* [Extracted text]

I stopped gasping when people grabbed my stomach. I grabbed theirs, too, and watched them gasp. I began referring to the colleague who called me fatty as fatty. When men made negative comments about my body, I made negative remarks about theirs. I stopped taking the abuse and started dishing it back out. And this pregnancy, when a provider lectured me for gaining three whole pounds during my first trimester, I fired her (she actually did a number of other appalling things, which is exactly what I would expect from someone who thinks that weight-shaming is appropriate during pregnancy).
I’d like to tell you that when I began turning the tables, things changed. We all want a story of triumph. But that’s not what happened. Instead, people became more abusive. Those “nice” and “funny” and “well-meaning” comments and belly grabs are none of those things. When you attempt to stop them, people respond with rage. Just like how men who catcall women say it’s a compliment, but then become aggressive or even violent when women push back. It’s all part of the same misogynist social landscape: women are public property.
It’s Not About Health; It’s About Shame
I see it everywhere now: on every pregnancy advice page, there’s a reminder not to gain “too much weight,” but there’s no advice on healthy eating. Not one mainstream pregnancy site that mentions weight gain also mentions protein intake recommendations. There’s almost never any mention of domestic violence, even though the leading cause of death among pregnant people is homicide. I see nothing about how to advocate for oneself in medical settings, even though 90% of pregnant people receive at least one medically unnecessary intervention and unnecessary c-sections are a leading cause of maternal deaths.
The message here is clear: we’re not really concerned about pregnant people’s weight. We’re concerned about treating them as objects of public consumption. What matters most when you’re a woman is that you remain aesthetically pleasing. Low self-esteem in the quest for aesthetic perfection is a feature, not a bug, because that low self-esteem makes it easier for a patriarchal society to control you.

* [Supplied data]

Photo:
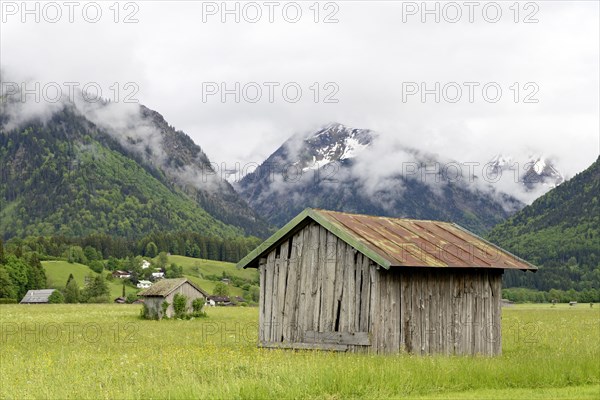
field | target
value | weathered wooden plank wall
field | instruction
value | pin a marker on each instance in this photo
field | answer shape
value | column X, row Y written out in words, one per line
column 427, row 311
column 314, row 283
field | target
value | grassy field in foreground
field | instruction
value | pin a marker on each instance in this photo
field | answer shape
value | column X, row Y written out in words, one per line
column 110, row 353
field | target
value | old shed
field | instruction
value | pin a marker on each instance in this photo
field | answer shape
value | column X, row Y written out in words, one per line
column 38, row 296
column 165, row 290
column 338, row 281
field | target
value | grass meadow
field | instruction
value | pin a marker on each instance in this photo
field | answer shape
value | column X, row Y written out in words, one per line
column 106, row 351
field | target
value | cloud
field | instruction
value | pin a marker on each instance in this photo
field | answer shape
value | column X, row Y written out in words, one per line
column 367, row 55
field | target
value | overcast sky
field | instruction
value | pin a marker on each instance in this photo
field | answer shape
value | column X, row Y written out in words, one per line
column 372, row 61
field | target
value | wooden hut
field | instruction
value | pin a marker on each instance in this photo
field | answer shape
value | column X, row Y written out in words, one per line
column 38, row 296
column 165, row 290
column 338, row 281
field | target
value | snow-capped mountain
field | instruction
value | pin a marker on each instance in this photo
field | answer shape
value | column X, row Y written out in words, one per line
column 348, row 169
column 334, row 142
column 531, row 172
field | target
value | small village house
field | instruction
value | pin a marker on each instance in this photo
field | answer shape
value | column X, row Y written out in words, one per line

* [Tasks]
1. Copy word for word the passage of the essay on pregnancy weight-shaming from "I stopped gasping" to "appropriate during pregnancy).".
2. Continue the essay on pregnancy weight-shaming from its last sentence.

* [Answers]
1.
I stopped gasping when people grabbed my stomach. I grabbed theirs, too, and watched them gasp. I began referring to the colleague who called me fatty as fatty. When men made negative comments about my body, I made negative remarks about theirs. I stopped taking the abuse and started dishing it back out. And this pregnancy, when a provider lectured me for gaining three whole pounds during my first trimester, I fired her (she actually did a number of other appalling things, which is exactly what I would expect from someone who thinks that weight-shaming is appropriate during pregnancy).

2.
Most pregnant people do not gain the recommended weight during pregnancy. Public health agencies have responded by asserting that we need to double down on efforts to stop “excessive” weight gain. While eating poorly and not exercising are risk factors for negative pregnancy outcomes, weight gain alone is not. And if we were really concerned about weight gain as a health issue, we’d focus a lot more on healthy eating.
One recent study found that most pregnant people face weight shame. Contrary to the stated intentions of weight shamers, these comments increased the risk of negative pregnancy outcomes. They also caused pregnant people to gain more weight. I covered a similar 2015 study that found people were more likely to gain weight when loved ones made comments about their bodies.
Pregnant People Are Not Public Property
We don’t talk enough about the abuse pregnant people face, just as we don’t talk enough about the high rate at which American hospitals are killing people who give birth. Mothers’ issues just don’t attract as much attention. It’s time for that to change. Most women eventually become mothers. They shape the next generation. If they feel bad about themselves and powerless over their bodies, that extends down the generations. Abuse of pregnant people matters, whether they’re being grabbed by strangers, told they’re fat, or forced by doctors into medical procedures they don’t want.
The right to control one’s body does not end with abortion. Pregnant people belong to themselves. They are not public property. It’s time we stop treating them like they are.